(Point annotation records)
--- start ---
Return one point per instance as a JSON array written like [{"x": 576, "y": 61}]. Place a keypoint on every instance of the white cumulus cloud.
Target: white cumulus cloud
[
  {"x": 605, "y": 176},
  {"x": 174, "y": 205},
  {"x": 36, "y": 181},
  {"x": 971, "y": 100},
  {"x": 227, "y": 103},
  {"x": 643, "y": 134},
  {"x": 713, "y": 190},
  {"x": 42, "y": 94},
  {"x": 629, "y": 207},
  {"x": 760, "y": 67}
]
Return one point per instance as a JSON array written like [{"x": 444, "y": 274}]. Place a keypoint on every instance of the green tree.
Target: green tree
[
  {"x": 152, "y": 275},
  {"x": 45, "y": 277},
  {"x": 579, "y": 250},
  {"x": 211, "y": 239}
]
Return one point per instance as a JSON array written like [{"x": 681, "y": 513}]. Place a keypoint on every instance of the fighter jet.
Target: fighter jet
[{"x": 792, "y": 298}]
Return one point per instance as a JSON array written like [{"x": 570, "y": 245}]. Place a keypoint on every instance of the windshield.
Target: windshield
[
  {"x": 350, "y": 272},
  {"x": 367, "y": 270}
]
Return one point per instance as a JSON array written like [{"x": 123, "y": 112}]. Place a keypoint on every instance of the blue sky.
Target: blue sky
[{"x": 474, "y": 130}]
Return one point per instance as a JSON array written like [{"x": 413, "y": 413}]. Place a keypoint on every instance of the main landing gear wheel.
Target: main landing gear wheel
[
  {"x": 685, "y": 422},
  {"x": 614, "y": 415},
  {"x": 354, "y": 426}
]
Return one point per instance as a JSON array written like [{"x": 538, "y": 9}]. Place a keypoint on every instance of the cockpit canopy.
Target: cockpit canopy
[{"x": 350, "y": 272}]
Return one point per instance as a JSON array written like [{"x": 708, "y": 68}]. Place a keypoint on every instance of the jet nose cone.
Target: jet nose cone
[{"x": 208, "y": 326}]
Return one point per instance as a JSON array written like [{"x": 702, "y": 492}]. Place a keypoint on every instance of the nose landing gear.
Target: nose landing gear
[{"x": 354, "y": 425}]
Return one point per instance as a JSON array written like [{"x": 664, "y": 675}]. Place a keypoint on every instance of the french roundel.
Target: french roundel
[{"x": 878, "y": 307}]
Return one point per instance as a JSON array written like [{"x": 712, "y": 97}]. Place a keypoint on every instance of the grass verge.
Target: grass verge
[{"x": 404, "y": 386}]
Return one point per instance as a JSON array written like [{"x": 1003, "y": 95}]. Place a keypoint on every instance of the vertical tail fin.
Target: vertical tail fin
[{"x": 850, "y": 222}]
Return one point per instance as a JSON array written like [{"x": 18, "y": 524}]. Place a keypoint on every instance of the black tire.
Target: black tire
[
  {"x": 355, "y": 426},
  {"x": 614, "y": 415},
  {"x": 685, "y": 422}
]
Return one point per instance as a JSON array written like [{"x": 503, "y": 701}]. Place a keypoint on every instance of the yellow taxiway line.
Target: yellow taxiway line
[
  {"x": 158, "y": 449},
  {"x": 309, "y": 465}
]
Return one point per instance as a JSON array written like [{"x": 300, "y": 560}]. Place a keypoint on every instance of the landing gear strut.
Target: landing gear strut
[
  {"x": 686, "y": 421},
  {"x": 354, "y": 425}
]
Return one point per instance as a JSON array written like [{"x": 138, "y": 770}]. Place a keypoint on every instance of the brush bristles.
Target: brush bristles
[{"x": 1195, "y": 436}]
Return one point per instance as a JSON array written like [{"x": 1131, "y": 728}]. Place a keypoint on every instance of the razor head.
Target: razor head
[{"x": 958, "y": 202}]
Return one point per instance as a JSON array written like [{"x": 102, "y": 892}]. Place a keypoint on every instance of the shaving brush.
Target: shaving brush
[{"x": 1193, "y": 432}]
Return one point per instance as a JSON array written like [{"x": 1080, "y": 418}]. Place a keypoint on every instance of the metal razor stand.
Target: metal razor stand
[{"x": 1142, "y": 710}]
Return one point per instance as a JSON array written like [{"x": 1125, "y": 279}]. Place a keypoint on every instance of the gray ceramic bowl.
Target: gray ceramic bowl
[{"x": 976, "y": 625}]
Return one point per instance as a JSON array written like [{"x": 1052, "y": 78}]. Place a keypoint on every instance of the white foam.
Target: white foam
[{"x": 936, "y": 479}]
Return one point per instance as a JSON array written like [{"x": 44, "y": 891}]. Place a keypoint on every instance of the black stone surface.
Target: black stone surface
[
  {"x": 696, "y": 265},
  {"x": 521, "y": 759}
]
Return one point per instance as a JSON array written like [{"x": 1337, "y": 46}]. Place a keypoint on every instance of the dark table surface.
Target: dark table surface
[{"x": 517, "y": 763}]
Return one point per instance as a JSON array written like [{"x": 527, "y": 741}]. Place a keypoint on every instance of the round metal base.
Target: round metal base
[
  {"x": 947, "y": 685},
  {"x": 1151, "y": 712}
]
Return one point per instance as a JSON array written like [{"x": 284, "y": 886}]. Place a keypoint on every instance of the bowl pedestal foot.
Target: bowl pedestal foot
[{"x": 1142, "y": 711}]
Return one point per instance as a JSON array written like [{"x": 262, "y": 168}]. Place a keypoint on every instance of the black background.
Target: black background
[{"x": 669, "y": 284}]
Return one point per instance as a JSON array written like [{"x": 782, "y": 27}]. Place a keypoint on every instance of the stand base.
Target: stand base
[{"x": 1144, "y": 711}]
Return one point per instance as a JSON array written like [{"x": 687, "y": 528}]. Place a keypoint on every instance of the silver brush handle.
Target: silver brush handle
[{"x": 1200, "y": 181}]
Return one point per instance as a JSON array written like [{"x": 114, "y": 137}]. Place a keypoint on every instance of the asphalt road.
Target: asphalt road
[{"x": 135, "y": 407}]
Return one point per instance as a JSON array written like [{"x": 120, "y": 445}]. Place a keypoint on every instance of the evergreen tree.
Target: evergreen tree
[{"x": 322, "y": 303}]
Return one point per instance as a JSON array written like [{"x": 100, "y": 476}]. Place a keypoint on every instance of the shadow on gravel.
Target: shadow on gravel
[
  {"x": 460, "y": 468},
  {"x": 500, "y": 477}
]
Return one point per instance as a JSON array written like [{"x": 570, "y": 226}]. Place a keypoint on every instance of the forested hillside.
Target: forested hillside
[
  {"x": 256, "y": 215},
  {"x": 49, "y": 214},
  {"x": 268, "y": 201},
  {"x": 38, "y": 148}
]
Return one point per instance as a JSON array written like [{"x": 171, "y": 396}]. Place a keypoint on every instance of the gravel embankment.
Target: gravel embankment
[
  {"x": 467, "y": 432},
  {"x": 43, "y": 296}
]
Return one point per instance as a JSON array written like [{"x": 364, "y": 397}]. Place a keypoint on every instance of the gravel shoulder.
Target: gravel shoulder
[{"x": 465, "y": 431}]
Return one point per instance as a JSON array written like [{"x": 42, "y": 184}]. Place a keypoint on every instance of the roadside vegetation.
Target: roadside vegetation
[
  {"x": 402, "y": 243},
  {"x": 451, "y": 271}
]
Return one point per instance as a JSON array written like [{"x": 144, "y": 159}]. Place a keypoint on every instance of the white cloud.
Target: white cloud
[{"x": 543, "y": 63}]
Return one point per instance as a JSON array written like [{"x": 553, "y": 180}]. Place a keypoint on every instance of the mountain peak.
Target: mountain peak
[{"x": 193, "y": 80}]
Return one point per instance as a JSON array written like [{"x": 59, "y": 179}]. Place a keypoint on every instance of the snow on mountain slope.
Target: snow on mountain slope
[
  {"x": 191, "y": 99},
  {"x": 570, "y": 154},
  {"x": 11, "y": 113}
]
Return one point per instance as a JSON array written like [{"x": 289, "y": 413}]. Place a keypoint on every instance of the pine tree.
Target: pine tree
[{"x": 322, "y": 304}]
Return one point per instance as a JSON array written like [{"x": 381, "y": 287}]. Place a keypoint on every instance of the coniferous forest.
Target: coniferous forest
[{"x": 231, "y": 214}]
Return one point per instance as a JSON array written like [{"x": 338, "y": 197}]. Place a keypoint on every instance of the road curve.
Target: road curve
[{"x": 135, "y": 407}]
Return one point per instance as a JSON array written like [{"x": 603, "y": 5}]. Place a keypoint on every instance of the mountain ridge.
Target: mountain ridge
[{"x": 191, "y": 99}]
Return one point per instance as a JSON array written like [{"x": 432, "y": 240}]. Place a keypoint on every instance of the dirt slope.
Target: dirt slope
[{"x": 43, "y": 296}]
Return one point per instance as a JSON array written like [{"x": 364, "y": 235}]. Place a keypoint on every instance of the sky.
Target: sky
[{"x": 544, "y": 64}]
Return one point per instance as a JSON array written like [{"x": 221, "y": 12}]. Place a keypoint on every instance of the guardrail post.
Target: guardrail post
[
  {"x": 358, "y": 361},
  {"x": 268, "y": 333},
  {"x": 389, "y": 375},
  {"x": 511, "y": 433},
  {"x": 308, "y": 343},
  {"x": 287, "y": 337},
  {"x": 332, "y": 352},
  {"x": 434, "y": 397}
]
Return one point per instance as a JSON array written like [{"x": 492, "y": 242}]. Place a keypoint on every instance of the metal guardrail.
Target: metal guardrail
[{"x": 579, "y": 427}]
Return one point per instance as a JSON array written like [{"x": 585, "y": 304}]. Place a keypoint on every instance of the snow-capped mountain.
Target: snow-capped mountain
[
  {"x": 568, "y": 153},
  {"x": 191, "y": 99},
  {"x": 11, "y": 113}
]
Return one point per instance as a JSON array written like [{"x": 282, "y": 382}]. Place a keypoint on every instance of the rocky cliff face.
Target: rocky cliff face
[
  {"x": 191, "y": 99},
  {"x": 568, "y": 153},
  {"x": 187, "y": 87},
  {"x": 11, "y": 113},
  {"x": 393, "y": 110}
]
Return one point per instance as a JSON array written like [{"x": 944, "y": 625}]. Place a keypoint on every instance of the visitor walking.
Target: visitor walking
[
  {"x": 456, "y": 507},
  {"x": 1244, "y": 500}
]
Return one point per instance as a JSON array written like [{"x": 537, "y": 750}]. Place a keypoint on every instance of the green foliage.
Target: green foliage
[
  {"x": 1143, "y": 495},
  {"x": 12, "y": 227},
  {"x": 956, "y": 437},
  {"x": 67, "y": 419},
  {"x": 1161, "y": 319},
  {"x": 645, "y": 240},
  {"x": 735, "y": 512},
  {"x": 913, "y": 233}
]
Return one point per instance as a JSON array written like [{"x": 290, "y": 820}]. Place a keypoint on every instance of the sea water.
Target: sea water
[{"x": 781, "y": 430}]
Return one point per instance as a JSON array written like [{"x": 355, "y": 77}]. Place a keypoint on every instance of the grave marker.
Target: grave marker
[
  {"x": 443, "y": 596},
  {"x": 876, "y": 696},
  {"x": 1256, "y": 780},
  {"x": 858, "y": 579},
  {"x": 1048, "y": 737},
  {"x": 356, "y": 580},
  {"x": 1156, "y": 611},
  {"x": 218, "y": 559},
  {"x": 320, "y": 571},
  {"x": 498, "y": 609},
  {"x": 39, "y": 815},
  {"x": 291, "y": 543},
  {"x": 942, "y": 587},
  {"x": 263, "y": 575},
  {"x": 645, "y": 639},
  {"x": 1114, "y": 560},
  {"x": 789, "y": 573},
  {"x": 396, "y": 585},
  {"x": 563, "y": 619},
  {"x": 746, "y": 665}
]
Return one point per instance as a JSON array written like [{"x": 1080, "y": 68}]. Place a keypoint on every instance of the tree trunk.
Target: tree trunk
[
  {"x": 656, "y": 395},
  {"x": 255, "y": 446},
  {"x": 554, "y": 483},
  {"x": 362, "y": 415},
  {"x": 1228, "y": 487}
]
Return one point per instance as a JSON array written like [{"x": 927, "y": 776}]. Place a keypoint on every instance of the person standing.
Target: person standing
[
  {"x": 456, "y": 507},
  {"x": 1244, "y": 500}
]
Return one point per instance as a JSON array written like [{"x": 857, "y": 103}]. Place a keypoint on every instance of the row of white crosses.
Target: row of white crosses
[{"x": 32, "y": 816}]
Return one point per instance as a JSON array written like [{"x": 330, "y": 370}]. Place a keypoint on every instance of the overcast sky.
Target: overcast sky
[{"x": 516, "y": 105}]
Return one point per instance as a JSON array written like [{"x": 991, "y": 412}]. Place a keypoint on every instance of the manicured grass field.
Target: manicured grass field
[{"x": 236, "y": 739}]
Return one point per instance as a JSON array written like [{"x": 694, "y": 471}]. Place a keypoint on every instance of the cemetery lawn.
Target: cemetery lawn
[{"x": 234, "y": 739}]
--- end ---
● PROBLEM REQUIREMENTS
Can you set out the lines of the data as a numbered list, starting at the line that contains "the grave marker." and ending at the last line of the data, with any blank lines left out?

● CORRECT RESPONSE
1. Return one point per instance as a JSON array written like [{"x": 355, "y": 77}]. Place a keypoint on every instance of the grave marker.
2. Target: grave marker
3. [
4.   {"x": 443, "y": 596},
5.   {"x": 876, "y": 696},
6.   {"x": 1256, "y": 780},
7.   {"x": 858, "y": 579},
8.   {"x": 1048, "y": 737},
9.   {"x": 356, "y": 580},
10.   {"x": 1156, "y": 611},
11.   {"x": 218, "y": 559},
12.   {"x": 320, "y": 571},
13.   {"x": 498, "y": 609},
14.   {"x": 39, "y": 815},
15.   {"x": 291, "y": 543},
16.   {"x": 942, "y": 587},
17.   {"x": 263, "y": 575},
18.   {"x": 645, "y": 639},
19.   {"x": 1114, "y": 560},
20.   {"x": 789, "y": 573},
21.   {"x": 396, "y": 585},
22.   {"x": 563, "y": 619},
23.   {"x": 746, "y": 665}
24. ]
25. Return one point per instance as a JSON array written like [{"x": 1080, "y": 68}]. Place a keypoint on every instance of the tree trunk.
26. Target: tree trunk
27. [
28.   {"x": 656, "y": 395},
29.   {"x": 255, "y": 446},
30.   {"x": 554, "y": 483},
31.   {"x": 362, "y": 415},
32.   {"x": 1228, "y": 487}
33. ]
34. Return one point per instance as a JSON array written like [{"x": 927, "y": 776}]. Place a keypoint on every instance of the person standing.
35. Target: person standing
36. [
37.   {"x": 456, "y": 507},
38.   {"x": 1244, "y": 500}
39. ]
40. Return one point per instance as a JSON array written like [{"x": 857, "y": 103}]. Place a keypoint on every instance of the row of white crosses.
41. Target: row of white crosses
42. [{"x": 32, "y": 816}]
43. Return one point per instance as a JSON array written like [{"x": 330, "y": 370}]. Place a keypoint on every instance of the overcast sky.
44. Target: overcast sky
45. [{"x": 516, "y": 105}]
46. Return one point per instance as a JSON array written like [{"x": 991, "y": 412}]. Place a keypoint on every instance of the manicured grass field.
47. Target: manicured grass field
48. [{"x": 236, "y": 739}]
49. Return one point per instance as a JSON array written like [{"x": 694, "y": 471}]. Place a keypoint on every instance of the cemetery lawn.
50. Target: cemetery lawn
51. [{"x": 234, "y": 739}]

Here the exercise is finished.